- **GIVEN RECORDS**
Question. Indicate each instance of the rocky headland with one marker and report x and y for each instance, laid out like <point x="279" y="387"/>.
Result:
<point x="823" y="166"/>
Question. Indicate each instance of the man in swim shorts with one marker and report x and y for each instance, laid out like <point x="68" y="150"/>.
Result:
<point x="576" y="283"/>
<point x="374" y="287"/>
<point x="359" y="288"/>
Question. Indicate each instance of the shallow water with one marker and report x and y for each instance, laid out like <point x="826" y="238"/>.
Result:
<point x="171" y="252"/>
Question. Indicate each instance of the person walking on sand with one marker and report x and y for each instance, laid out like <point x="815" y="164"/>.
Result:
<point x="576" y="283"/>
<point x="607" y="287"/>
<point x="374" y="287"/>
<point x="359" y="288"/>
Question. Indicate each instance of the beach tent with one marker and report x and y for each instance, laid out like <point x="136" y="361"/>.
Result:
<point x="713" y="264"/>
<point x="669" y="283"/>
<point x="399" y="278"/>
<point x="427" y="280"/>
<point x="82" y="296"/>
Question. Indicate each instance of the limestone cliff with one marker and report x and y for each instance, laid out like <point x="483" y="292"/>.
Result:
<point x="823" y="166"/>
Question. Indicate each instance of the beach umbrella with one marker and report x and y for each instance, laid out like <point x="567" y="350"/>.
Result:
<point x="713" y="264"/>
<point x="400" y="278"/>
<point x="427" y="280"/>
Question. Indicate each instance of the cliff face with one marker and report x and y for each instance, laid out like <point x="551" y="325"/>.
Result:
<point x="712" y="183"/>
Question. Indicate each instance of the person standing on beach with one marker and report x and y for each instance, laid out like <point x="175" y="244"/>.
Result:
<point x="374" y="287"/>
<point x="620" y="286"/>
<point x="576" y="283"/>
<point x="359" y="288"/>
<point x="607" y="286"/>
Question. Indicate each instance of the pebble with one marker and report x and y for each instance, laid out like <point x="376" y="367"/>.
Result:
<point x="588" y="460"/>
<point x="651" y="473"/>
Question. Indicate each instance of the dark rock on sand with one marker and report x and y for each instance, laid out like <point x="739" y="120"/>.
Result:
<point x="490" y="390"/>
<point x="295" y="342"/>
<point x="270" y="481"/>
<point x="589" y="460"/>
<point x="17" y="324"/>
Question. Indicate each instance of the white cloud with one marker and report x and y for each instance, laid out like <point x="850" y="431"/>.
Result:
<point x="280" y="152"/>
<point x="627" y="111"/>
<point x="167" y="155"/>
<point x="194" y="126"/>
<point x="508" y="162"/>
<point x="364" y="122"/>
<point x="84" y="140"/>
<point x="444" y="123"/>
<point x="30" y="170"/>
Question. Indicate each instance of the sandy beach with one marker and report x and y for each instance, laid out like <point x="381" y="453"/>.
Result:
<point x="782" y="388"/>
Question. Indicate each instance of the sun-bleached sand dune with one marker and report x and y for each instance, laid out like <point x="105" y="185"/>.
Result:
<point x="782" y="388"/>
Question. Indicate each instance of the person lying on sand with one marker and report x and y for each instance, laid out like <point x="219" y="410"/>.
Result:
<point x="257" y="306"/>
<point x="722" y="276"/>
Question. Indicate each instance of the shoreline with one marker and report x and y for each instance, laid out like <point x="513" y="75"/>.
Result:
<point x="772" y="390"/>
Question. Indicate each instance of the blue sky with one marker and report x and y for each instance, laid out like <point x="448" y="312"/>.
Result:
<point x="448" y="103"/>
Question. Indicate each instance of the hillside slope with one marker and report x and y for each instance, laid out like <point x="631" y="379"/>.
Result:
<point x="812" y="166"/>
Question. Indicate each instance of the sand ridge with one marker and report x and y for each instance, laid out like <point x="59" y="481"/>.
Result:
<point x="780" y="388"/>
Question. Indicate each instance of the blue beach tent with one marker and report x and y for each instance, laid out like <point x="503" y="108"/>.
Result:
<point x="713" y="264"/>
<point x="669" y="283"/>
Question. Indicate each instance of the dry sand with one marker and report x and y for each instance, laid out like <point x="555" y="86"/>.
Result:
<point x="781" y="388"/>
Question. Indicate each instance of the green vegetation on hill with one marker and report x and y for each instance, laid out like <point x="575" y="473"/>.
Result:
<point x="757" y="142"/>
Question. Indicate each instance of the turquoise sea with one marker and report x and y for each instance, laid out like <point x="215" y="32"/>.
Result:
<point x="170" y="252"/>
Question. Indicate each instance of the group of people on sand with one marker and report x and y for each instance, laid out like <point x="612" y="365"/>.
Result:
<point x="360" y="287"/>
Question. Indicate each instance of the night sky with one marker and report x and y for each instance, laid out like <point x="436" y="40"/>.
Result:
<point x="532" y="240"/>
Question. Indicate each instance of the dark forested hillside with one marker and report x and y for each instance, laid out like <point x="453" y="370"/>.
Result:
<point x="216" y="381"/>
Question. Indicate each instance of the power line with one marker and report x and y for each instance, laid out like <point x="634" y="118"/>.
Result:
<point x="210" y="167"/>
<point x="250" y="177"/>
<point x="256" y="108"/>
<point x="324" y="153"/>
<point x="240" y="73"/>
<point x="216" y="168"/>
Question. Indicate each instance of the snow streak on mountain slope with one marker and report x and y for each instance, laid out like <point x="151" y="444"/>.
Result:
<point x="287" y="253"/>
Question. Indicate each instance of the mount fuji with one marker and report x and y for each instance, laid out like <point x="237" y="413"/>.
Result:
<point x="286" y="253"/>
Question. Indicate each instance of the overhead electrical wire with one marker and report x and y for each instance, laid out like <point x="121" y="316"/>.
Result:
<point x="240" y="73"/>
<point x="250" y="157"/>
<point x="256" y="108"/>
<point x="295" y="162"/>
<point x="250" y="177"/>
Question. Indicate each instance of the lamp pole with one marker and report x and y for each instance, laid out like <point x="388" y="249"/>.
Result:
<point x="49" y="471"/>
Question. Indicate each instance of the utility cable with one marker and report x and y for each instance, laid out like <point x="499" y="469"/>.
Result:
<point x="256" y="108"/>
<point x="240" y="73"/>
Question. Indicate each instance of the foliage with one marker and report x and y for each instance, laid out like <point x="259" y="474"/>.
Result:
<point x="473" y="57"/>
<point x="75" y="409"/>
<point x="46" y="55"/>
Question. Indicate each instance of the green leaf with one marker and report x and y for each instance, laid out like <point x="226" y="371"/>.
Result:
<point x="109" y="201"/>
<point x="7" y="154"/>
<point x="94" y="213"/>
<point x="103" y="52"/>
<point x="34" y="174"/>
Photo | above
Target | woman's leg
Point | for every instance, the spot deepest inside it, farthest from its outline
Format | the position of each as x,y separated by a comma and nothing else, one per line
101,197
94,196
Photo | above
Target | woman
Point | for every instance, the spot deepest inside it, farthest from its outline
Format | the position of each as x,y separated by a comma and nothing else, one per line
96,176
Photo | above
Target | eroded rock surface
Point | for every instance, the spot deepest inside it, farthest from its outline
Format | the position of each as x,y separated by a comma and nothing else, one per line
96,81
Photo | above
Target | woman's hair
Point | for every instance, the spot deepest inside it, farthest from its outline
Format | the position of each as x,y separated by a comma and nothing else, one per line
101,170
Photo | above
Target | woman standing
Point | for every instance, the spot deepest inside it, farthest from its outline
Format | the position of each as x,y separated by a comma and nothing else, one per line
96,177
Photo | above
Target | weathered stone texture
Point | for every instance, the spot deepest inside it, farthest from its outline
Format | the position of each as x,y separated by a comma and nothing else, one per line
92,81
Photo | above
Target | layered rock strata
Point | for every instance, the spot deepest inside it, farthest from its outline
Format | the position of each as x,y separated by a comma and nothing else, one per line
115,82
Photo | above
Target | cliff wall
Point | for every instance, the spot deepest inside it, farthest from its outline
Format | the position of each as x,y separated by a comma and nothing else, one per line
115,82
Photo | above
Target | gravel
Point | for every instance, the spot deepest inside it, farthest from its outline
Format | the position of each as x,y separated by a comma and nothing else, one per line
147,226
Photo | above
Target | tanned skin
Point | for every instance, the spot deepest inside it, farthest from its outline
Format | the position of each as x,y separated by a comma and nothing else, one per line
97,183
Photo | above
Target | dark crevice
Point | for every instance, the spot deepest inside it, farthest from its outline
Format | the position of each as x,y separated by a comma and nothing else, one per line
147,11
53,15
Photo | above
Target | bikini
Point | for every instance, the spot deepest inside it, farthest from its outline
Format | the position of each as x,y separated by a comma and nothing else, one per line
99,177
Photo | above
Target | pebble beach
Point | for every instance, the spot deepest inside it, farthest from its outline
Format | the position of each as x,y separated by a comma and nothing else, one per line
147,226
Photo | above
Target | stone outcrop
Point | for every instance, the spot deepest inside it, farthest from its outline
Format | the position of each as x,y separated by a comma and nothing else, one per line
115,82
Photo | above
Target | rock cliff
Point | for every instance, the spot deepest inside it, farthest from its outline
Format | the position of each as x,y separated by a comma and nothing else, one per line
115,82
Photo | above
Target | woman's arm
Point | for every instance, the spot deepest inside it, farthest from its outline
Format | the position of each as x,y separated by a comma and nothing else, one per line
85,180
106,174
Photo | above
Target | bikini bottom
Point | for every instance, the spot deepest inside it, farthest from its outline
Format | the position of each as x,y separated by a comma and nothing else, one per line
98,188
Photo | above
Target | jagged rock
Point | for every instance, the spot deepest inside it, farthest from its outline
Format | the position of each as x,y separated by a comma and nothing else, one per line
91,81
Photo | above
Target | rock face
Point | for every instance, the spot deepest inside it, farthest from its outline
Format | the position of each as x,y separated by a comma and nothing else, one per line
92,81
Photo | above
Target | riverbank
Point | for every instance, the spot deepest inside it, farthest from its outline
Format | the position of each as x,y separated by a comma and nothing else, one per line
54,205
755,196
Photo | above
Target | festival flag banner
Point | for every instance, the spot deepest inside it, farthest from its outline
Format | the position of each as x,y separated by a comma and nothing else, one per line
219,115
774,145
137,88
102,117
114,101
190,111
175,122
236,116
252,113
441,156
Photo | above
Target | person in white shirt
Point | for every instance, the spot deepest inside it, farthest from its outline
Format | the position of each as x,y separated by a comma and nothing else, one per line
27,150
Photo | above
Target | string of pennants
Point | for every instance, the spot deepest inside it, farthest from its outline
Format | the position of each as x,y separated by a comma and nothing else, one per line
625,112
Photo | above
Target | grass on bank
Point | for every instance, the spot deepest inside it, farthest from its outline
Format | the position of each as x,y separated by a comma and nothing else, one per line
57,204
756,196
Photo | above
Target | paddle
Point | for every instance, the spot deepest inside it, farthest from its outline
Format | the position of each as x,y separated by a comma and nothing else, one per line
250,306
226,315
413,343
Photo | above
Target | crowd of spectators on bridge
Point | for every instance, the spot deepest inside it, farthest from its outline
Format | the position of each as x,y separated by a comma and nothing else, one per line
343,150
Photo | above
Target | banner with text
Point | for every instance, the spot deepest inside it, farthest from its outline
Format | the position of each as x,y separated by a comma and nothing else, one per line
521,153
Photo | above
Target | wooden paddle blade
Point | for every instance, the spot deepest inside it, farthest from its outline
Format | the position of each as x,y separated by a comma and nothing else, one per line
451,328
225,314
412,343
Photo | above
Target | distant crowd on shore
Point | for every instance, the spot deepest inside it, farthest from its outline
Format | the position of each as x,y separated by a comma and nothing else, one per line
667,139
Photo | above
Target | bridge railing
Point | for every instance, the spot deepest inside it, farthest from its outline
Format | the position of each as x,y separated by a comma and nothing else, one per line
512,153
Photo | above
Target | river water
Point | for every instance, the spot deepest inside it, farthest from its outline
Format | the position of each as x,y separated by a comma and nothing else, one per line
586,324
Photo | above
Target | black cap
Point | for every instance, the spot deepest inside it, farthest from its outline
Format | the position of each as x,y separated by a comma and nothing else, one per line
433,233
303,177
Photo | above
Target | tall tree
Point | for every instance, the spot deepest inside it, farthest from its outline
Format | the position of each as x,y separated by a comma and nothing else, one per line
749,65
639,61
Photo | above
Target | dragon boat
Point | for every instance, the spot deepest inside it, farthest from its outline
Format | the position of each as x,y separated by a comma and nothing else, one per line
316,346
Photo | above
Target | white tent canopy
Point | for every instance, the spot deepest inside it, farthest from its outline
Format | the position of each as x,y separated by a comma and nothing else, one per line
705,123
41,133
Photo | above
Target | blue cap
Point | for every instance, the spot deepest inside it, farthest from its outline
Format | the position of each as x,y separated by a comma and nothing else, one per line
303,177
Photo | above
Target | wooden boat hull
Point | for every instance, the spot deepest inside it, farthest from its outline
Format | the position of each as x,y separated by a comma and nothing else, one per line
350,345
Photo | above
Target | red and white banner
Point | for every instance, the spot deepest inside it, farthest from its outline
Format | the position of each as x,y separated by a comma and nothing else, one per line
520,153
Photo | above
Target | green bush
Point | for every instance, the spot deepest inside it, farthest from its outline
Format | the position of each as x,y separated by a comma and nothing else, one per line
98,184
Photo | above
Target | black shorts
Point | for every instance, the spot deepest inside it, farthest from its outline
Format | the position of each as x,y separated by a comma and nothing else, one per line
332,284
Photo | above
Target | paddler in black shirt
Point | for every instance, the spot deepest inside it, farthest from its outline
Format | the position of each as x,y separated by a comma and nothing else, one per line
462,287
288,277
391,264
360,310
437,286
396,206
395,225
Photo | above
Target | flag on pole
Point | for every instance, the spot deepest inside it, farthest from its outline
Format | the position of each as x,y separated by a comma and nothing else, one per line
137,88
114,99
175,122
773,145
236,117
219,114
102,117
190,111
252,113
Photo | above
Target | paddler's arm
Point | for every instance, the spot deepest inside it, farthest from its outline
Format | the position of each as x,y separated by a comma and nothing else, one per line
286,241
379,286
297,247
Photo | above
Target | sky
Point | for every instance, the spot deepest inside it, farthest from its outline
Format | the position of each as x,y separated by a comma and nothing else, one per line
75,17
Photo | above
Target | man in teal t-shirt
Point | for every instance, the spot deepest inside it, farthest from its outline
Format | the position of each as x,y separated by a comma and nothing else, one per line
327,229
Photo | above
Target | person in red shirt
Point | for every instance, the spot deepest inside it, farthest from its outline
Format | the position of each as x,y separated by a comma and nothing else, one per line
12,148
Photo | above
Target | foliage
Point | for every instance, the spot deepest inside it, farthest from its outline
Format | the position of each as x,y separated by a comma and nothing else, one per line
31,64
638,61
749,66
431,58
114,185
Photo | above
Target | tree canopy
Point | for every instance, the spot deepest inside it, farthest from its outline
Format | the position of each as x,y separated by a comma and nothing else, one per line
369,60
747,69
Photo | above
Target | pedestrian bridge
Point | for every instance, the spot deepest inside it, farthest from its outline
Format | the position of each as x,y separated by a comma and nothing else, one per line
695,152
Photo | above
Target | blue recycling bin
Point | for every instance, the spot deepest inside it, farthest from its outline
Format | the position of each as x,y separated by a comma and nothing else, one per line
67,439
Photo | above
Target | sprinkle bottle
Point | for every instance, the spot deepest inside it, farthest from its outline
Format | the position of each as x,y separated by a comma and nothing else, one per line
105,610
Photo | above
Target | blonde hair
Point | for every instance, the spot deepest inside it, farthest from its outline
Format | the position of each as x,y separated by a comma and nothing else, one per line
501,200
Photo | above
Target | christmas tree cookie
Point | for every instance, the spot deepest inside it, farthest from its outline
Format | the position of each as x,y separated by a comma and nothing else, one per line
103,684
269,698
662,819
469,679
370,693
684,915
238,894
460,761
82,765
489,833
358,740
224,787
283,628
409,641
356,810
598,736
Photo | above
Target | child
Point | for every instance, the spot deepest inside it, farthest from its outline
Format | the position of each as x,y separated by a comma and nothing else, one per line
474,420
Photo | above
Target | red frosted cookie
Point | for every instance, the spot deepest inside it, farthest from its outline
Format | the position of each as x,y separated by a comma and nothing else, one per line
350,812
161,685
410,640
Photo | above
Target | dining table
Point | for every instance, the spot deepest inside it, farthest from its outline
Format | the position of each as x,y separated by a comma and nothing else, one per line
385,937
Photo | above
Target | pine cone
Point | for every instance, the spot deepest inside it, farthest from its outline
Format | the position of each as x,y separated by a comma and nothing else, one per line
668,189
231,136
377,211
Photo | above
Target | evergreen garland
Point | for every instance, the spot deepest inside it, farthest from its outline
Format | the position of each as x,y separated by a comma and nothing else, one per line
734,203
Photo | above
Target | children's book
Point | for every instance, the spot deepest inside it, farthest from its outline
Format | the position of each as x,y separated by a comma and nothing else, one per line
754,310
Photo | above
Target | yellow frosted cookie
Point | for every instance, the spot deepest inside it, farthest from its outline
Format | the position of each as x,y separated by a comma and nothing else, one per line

- **WHAT IS ASKED**
Which lines in the rows above contain the word "tree"? Select each of those lines and copy it out.

- **WRITTEN SOLUTION**
Target | tall tree
Target | tree canopy
Target | christmas tree cookie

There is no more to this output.